**What to do:**
Reproduce the rows below word for word, beginning with the line that contains "landing gear wheel" and continuing through the final line of the rows.
━━━━━━━━━━━━━━━━━━━━
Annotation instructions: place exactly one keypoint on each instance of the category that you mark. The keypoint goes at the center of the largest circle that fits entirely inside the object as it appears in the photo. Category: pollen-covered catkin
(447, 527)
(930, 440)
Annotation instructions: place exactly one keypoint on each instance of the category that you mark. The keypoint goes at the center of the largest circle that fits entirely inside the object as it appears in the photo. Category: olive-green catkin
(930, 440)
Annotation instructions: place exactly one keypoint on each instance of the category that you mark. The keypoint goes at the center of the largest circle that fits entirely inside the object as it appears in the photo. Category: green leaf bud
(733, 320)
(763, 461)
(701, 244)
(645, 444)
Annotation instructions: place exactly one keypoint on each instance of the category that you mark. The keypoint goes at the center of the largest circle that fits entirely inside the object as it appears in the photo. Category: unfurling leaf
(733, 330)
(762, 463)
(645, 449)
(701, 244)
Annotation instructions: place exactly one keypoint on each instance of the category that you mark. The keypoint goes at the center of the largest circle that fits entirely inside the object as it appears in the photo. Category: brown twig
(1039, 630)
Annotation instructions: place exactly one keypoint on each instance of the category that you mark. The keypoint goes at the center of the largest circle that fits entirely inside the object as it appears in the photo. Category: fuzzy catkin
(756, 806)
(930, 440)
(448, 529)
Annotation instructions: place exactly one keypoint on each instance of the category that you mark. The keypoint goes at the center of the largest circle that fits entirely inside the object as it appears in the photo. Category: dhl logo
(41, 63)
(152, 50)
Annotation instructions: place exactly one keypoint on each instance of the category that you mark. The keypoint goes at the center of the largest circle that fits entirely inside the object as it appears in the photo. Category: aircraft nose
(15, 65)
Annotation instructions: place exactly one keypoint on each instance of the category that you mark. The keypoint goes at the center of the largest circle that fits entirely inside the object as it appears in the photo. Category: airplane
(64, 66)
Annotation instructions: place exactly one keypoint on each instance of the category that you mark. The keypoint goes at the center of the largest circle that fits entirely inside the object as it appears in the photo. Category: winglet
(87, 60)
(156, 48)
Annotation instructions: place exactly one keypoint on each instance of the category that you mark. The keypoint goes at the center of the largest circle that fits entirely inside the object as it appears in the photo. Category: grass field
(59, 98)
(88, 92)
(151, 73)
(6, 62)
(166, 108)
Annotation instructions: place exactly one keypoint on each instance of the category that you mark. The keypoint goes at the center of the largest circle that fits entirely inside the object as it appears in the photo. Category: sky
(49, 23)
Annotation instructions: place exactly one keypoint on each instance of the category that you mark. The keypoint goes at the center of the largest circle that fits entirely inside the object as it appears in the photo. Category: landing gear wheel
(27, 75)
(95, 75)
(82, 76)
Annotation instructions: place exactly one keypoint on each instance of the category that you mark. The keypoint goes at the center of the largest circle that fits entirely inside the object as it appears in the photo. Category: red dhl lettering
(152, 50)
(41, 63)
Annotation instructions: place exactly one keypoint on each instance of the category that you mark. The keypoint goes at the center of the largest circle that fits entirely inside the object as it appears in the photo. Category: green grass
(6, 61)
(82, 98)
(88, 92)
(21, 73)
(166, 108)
━━━━━━━━━━━━━━━━━━━━
**Response to the task:**
Annotation instructions: place exactly one keypoint on each instance of the category that you mark. The keypoint goes at the center of the largest circle that fits entirely inside the object as it appears in the photo. Category: landing gear wheel
(27, 75)
(95, 75)
(82, 76)
Annotation instructions: place exactly one keypoint on each instance of the category that you mark. The keypoint goes at the center of the largest circle that fits entirely inside the object as it appears in the photo. Category: red dhl lettering
(152, 50)
(41, 63)
Annotation instructions: place exactly one keypoint on each instance of the category that you mark. The keypoint goes at the center of the largest circle that fits entirely inside the object as it appears in the photo. Category: green grass
(6, 61)
(82, 98)
(88, 92)
(21, 73)
(166, 108)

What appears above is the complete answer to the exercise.